# What you should do
For the records shown below, return an exact copy that excludes the pictures.

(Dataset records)
BEGIN
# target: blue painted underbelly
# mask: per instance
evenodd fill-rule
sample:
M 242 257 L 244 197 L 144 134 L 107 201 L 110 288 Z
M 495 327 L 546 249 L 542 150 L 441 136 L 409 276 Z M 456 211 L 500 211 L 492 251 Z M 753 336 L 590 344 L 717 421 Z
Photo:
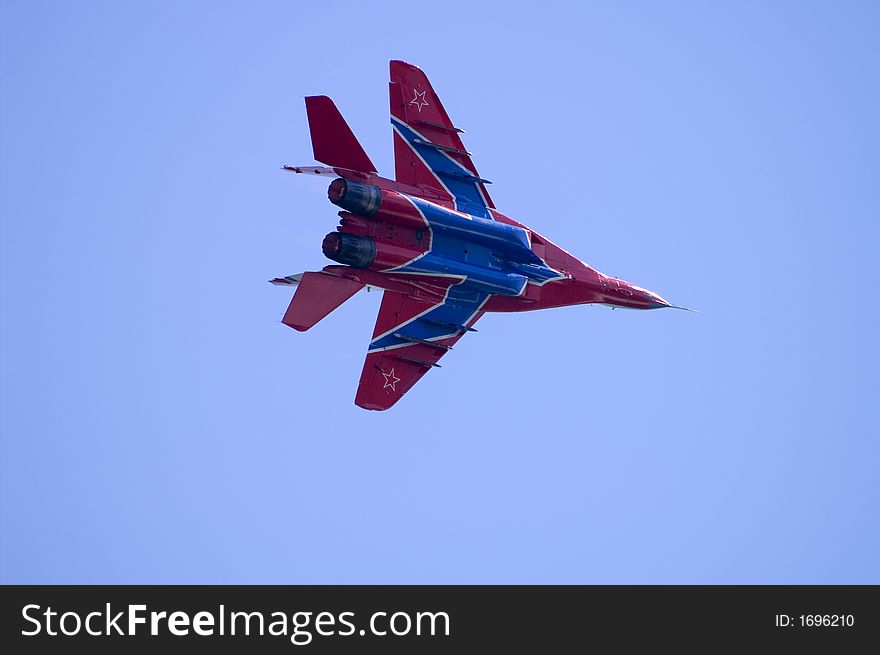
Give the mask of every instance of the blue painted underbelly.
M 532 252 L 529 237 L 521 227 L 478 216 L 462 215 L 420 198 L 410 200 L 428 221 L 435 236 L 481 245 L 510 261 L 543 264 L 541 258 Z
M 450 259 L 436 252 L 397 269 L 401 273 L 423 273 L 441 277 L 460 277 L 466 279 L 468 286 L 486 293 L 503 296 L 518 296 L 523 292 L 527 279 L 519 273 L 500 268 L 479 266 L 458 259 Z
M 431 248 L 388 272 L 456 277 L 462 287 L 503 296 L 522 294 L 529 281 L 562 277 L 532 251 L 523 228 L 409 199 L 430 226 Z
END
# Your solution
# target: blue painted underbelly
# mask: per instance
evenodd fill-rule
sample:
M 242 257 L 244 197 L 144 134 L 107 201 L 110 288 Z
M 495 327 L 546 249 L 542 150 L 441 136 L 409 276 Z M 456 211 L 500 211 L 492 251 Z M 753 336 L 590 344 L 717 421 Z
Photo:
Give the mask of every instance of the blue painted underbelly.
M 532 252 L 529 237 L 521 227 L 478 216 L 462 215 L 420 198 L 410 200 L 428 221 L 435 236 L 481 245 L 510 261 L 543 264 L 541 258 Z
M 450 259 L 436 252 L 397 269 L 401 273 L 423 273 L 441 277 L 460 277 L 466 279 L 468 286 L 486 293 L 503 296 L 518 296 L 523 292 L 527 279 L 519 273 L 500 268 L 479 266 L 458 259 Z
M 431 248 L 388 272 L 456 277 L 462 287 L 503 296 L 522 294 L 529 281 L 562 277 L 532 251 L 523 228 L 409 199 L 430 226 Z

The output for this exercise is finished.